### Article:
▼▼▼
These functions provide an interface to several clustering methods
implemented in R, for use together with the cluster stability
assessment in `clusterboot`

(as parameter
`clustermethod`

; "CBI" stands for "clusterboot interface").
In some situations it could make sense to use them to compute a
clustering even if you don't want to run `clusterboot`

, because
some of the functions contain some additional features (e.g., normal
mixture model based clustering of dissimilarity matrices projected
into the Euclidean space by MDS or partitioning around medoids with
estimated number of clusters, noise/outlier identification in
hierarchical clustering).

`kmeansCBI(data,krange,k,scaling=FALSE,runs=1,criterion="ch",...)`hclustCBI(data,k,cut="number",method,scaling=TRUE,noisecut=0,...)

hclusttreeCBI(data,minlevel=2,method,scaling=TRUE,...)

disthclustCBI(dmatrix,k,cut="number",method,noisecut=0,...)

noisemclustCBI(data,G,k,modelNames,nnk,hcmodel=NULL,Vinv=NULL,
summary.out=FALSE,...)

distnoisemclustCBI(dmatrix,G,k,modelNames,nnk,
hcmodel=NULL,Vinv=NULL,mdsmethod="classical",
mdsdim=4, summary.out=FALSE, points.out=FALSE,...)

claraCBI(data,k,usepam=TRUE,diss=inherits(data,"dist"),...)

pamkCBI(data,krange=2:10,k=NULL,criterion="asw", usepam=TRUE,
scaling=FALSE,diss=inherits(data,"dist"),...)

tclustCBI(data,k,trim=0.05,...)

dbscanCBI(data,eps,MinPts,diss=inherits(data,"dist"),...)

mahalCBI(data,clustercut=0.5,...)

mergenormCBI(data, G=NULL, k=NULL, modelNames=NULL, nnk=0,
hcmodel = NULL,
Vinv = NULL, mergemethod="bhat",
cutoff=0.1,...)

speccCBI(data,k,...)

pdfclustCBI(data,...)

stupidkcentroidsCBI(dmatrix,k,distances=TRUE)

stupidknnCBI(dmatrix,k)

stupidkfnCBI(dmatrix,k)

stupidkavenCBI(dmatrix,k)

data

a numeric matrix. The data
matrix - usually a cases*variables-data matrix. `claraCBI`

,
`pamkCBI`

and `dbscanCBI`

work with an
`n*n`

-dissimilarity matrix as well, see parameter `diss`

.
▲▲▲
### Dataset excerpts:
▼▼▼
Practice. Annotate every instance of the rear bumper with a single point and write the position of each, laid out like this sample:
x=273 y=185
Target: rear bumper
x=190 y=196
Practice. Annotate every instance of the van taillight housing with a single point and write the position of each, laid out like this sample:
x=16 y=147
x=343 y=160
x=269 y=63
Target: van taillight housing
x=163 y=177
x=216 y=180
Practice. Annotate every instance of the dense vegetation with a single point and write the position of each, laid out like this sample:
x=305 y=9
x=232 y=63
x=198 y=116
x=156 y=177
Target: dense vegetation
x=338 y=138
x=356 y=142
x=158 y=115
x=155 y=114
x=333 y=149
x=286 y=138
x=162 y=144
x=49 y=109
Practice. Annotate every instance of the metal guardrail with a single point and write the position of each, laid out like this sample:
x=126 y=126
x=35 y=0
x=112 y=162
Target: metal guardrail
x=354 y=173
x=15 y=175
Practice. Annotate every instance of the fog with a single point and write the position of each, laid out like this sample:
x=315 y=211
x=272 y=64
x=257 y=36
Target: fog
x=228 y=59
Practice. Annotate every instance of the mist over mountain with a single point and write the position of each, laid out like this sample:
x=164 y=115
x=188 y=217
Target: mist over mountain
▲▲▲
### The tasks:
A. Answer the following about the clustering documentation, one per line:
(i) What does "CBI" stand for?
(ii) What is the default value of `trim` in `tclustCBI`?
(iii) Which three functions also accept an `n*n` dissimilarity matrix as `data`?
B. Write a continuation of the clustering documentation, beginning after its final sentence.

### Responses per task:
A.
(i) "clusterboot interface"
(ii) 0.05
(iii) `claraCBI`, `pamkCBI` and `dbscanCBI`

B.
dmatrix

a squared numerical dissimilarity matrix or a
`dist`

-object.

k

numeric, usually integer. In most cases, this is the number
of clusters for methods where this is fixed. For `hclustCBI`

and `disthclustCBI`

see parameter `cut`

below. Some
methods have a `k`

parameter on top of a `G`

or
`krange`

parameter for compatibility; `k`

in these cases
does not have to be specified but if it is, it is always a single
number of clusters and overwrites `G`

and
`krange`

.

scaling

either a logical value or a numeric vector of length
equal to the number of variables. If `scaling`

is a numeric
vector with length equal to the number of variables, then each
variable is divided by the corresponding value from `scaling`

.
If `scaling`

is `TRUE`

then scaling is done by dividing
the (centered) variables by their root-mean-square, and if
`scaling`

is `FALSE`

, no scaling is done before execution.

runs

integer. Number of random initializations from which the k-means algorithm is started.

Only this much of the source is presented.